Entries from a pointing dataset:
►
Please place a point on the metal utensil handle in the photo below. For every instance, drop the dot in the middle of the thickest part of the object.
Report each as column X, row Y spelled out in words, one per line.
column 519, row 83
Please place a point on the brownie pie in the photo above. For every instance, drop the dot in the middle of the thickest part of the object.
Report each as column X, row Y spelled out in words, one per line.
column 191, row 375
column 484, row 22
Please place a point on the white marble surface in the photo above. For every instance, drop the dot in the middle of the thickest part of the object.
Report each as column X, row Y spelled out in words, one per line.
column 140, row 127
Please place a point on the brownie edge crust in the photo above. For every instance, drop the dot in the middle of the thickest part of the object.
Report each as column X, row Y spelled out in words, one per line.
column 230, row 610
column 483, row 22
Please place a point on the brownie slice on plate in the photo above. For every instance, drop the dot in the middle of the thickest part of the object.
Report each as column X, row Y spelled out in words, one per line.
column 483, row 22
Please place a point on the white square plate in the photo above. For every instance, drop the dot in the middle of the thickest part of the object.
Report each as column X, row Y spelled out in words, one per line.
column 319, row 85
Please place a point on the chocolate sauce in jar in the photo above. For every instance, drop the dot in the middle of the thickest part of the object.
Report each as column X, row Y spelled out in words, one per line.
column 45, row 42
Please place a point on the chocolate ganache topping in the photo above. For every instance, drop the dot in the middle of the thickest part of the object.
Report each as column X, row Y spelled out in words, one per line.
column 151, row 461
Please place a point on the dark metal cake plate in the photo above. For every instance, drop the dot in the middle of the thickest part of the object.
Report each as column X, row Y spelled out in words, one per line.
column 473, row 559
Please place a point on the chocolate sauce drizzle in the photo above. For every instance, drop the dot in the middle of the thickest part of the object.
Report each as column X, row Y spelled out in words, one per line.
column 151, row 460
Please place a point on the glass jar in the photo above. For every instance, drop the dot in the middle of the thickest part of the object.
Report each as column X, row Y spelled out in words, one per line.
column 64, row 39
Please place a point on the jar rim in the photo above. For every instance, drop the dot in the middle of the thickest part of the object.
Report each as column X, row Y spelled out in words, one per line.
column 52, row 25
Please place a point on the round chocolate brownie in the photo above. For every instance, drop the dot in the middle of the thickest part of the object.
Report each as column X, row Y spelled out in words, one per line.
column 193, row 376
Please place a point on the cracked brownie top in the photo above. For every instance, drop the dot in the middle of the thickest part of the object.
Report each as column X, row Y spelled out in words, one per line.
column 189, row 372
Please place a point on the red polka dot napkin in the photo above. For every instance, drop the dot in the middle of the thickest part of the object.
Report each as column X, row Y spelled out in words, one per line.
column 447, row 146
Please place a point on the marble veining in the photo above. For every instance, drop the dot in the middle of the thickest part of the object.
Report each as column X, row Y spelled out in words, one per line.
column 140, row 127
◄
►
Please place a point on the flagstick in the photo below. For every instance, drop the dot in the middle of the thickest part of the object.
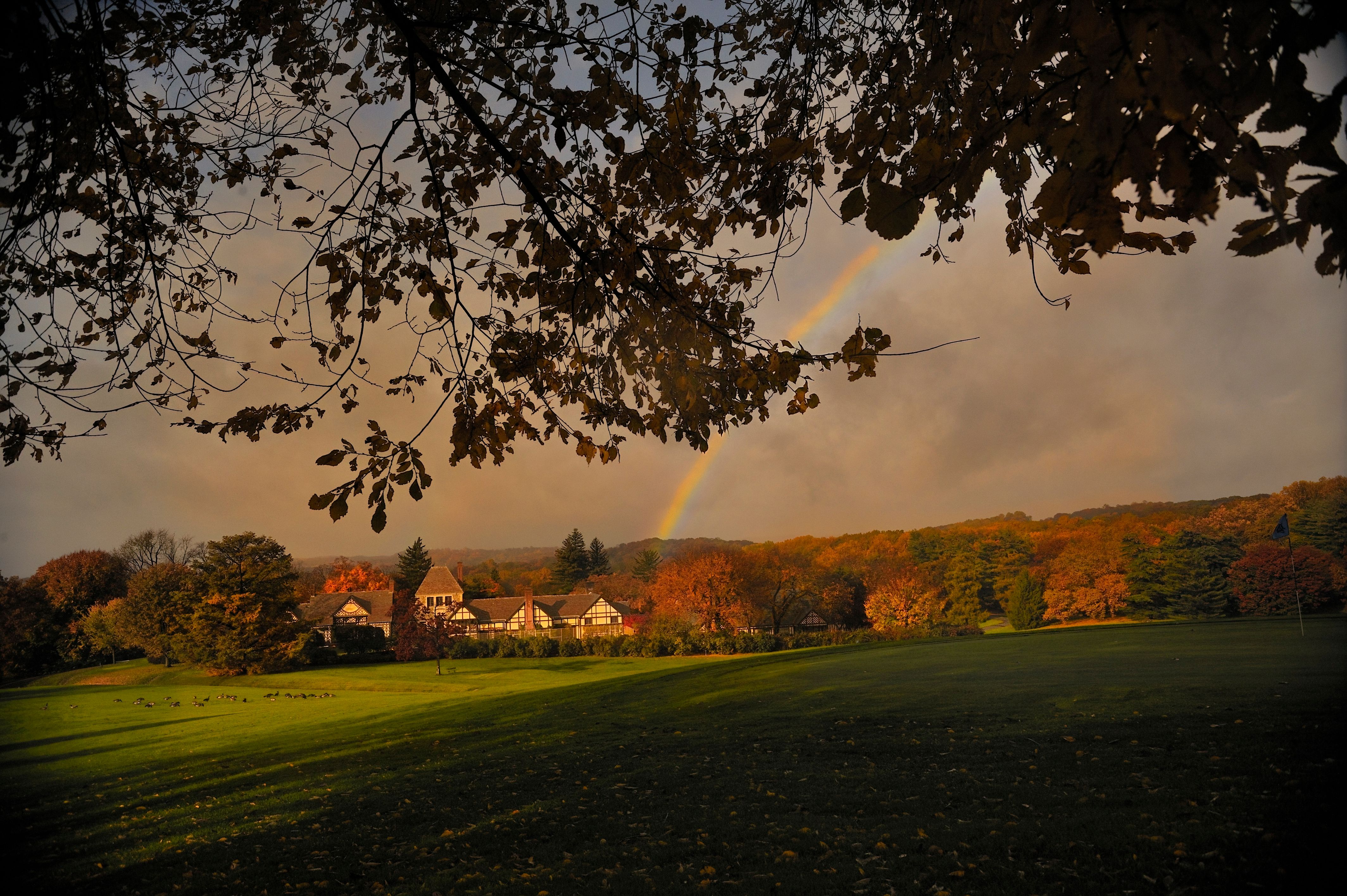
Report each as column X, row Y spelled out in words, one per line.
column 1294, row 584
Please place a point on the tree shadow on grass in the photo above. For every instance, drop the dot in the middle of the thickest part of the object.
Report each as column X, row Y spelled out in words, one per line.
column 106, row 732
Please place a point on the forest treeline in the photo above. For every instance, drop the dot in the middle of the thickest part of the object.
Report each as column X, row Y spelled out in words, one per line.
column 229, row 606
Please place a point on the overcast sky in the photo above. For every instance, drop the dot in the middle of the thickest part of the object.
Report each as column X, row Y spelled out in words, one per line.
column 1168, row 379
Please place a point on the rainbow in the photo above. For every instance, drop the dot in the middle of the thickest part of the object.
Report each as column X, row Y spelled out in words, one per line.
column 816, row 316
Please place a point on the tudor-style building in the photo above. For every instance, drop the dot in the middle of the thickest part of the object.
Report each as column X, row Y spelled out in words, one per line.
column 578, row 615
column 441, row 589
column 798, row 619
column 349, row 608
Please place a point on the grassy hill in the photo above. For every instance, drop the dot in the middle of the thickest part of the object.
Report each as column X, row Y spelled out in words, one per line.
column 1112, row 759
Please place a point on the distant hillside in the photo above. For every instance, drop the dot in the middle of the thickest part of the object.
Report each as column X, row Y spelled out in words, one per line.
◄
Edit the data starting at the line that contains "Please place a point on the forest" and ending after the line that contains "column 229, row 606". Swap "forest treeline" for "wooded ridge" and leave everything else unchanged.

Please place a point on the wooded ridge in the photo above. For every instance, drop the dot in the middle of the thickest part of the object.
Report each as column X, row Y spelled out in words, one per line.
column 229, row 606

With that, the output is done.